INFORMATION SHOWN START

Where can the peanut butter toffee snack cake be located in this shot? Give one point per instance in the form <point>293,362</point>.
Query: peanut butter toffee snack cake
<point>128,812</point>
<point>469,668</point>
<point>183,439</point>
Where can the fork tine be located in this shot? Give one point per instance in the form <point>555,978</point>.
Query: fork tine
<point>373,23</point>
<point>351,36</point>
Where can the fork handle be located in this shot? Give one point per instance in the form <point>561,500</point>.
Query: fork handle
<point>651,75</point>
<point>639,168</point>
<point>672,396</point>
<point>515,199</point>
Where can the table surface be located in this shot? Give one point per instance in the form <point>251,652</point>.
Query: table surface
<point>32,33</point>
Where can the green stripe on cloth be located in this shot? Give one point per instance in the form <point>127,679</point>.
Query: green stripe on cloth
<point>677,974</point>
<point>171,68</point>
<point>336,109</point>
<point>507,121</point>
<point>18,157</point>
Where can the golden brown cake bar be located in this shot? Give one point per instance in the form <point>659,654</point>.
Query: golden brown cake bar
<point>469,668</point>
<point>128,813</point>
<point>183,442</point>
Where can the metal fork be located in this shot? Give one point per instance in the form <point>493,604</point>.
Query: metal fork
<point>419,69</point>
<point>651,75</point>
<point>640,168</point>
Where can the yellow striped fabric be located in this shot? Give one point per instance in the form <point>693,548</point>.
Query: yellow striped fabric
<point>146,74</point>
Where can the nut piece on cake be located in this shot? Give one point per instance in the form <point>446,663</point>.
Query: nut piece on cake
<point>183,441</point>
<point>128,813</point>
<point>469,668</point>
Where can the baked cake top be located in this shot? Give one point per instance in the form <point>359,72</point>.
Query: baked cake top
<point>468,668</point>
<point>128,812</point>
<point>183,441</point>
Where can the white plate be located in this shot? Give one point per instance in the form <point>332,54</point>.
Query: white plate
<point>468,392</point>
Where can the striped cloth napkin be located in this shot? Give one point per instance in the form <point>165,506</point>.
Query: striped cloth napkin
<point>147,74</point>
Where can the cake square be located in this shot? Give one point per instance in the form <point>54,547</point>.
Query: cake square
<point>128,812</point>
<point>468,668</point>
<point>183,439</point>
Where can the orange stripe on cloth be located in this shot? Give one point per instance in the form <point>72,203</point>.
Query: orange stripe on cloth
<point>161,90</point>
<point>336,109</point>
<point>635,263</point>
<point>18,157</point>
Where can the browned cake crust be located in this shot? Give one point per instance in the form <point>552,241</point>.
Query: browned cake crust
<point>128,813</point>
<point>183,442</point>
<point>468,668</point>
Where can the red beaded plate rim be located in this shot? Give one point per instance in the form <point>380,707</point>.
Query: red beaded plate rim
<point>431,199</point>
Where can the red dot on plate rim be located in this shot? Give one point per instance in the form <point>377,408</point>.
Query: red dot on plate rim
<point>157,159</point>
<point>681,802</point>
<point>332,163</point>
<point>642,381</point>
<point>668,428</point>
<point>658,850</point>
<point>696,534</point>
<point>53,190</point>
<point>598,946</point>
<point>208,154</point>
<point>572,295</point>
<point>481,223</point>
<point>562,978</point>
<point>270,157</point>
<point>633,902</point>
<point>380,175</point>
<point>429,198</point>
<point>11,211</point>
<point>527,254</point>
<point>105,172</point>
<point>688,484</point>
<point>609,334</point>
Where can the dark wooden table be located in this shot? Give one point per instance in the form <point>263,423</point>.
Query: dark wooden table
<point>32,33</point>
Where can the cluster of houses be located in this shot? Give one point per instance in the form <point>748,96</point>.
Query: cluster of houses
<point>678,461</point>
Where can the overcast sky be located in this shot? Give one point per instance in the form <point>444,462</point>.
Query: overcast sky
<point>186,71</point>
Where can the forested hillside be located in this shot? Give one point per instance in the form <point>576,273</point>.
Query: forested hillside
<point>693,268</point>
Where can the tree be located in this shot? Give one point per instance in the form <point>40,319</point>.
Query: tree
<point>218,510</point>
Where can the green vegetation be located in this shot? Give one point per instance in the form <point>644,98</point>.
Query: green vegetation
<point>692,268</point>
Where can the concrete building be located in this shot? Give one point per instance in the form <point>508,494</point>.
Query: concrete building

INFORMATION SHOWN END

▸ WHAT THE TASK REQUIRES:
Output every record above exactly as it was given.

▸ FINAL ANSWER:
Where can the peanut butter toffee snack cake be located in this shot? Give one point per instance in the form <point>293,362</point>.
Query: peanut butter toffee snack cake
<point>128,812</point>
<point>469,668</point>
<point>183,439</point>
Where can the fork tine be located in this shot? Give one point per instance in the form <point>555,978</point>.
Query: fork tine
<point>373,23</point>
<point>351,36</point>
Where can the fork handle be located in this shot? Give one point per instance in the form <point>561,500</point>.
Query: fork handle
<point>651,75</point>
<point>639,168</point>
<point>672,396</point>
<point>515,199</point>
Where can the table surface be located in this shot? Give one point per instance in the form <point>251,652</point>.
Query: table surface
<point>32,33</point>
Where can the green stripe on cloth be located in this shot? Give one point per instance in the form <point>127,679</point>.
Query: green stripe on cloth
<point>677,974</point>
<point>171,68</point>
<point>336,109</point>
<point>507,121</point>
<point>18,157</point>
Where can the golden brown cake bar be located in this shot? Give one point per instance in the form <point>659,654</point>.
Query: golden brown cake bar
<point>469,668</point>
<point>128,813</point>
<point>183,442</point>
Where can the metal fork be located in this shot? Give one point per instance in the form <point>493,604</point>.
Query: metal fork
<point>419,69</point>
<point>651,75</point>
<point>640,168</point>
Where can the yellow striped fabric be located in this shot? Give one point per instance in the form <point>693,548</point>.
Query: yellow striped fabric
<point>146,74</point>
Where can the nut piece on cake be located in this shot? Give one point per instance in the form <point>446,663</point>.
Query: nut piece on cake
<point>183,441</point>
<point>128,813</point>
<point>469,668</point>
Where can the baked cake top be located in this shot? Give one point per instance in the form <point>359,72</point>.
Query: baked cake top
<point>468,668</point>
<point>128,812</point>
<point>183,441</point>
Where can the white plate be located in this shot? Give one point per instance in the form <point>332,54</point>.
Query: white plate
<point>468,392</point>
Where can the striped cloth napkin be located in this shot? Give one point per instance in the form <point>165,506</point>.
Query: striped cloth napkin
<point>147,74</point>
Where can the cake square be located in this shot? Give one point per instance in the form <point>54,547</point>.
Query: cake square
<point>128,812</point>
<point>468,668</point>
<point>183,439</point>
Where can the orange stripe on cloth be located in this shot? Give one point per instance in the form <point>72,203</point>.
Query: orange stripe on cloth
<point>161,90</point>
<point>336,109</point>
<point>635,263</point>
<point>18,157</point>
Where can the browned cake crust be located in this shot? Give one point per instance in the form <point>552,241</point>.
Query: browned cake crust
<point>128,813</point>
<point>183,442</point>
<point>468,668</point>
Where can the red beaded plate rim be located in this shot? Give one point per instance in the form <point>380,707</point>.
Query: red beaded plate rim
<point>431,199</point>
Where can the red dot on plate rim be located in this shot? Give one point per instance in the form <point>377,408</point>.
Query: red dot on plate rim
<point>157,159</point>
<point>681,802</point>
<point>332,163</point>
<point>642,381</point>
<point>668,428</point>
<point>658,850</point>
<point>696,534</point>
<point>53,190</point>
<point>598,946</point>
<point>208,154</point>
<point>572,295</point>
<point>481,223</point>
<point>562,978</point>
<point>270,157</point>
<point>633,902</point>
<point>380,175</point>
<point>429,198</point>
<point>11,211</point>
<point>527,254</point>
<point>105,172</point>
<point>688,484</point>
<point>609,334</point>
Where can the dark wooden table be located in this shot? Give one point per instance in the form <point>263,423</point>.
Query: dark wooden table
<point>32,33</point>
Where can the cluster of houses be located in this shot? Give one point per instance in the form <point>748,96</point>.
Query: cluster of houses
<point>678,461</point>
Where can the overcast sky be located in this shot? Give one point per instance in the form <point>444,462</point>.
Query: overcast sky
<point>186,71</point>
Where can the forested hillside be located in this shot? Give one point per instance in the form <point>576,273</point>.
Query: forested hillside
<point>693,268</point>
Where can the tree be located in this shot? Give one point per instance in the form <point>40,319</point>.
Query: tree
<point>218,510</point>
Where can the green vegetation be located in this shot? Give one point per instance in the form <point>644,98</point>.
Query: green vegetation
<point>692,268</point>
Where can the concrete building be located in this shot? Give one point per instance in the form <point>508,494</point>.
Query: concrete building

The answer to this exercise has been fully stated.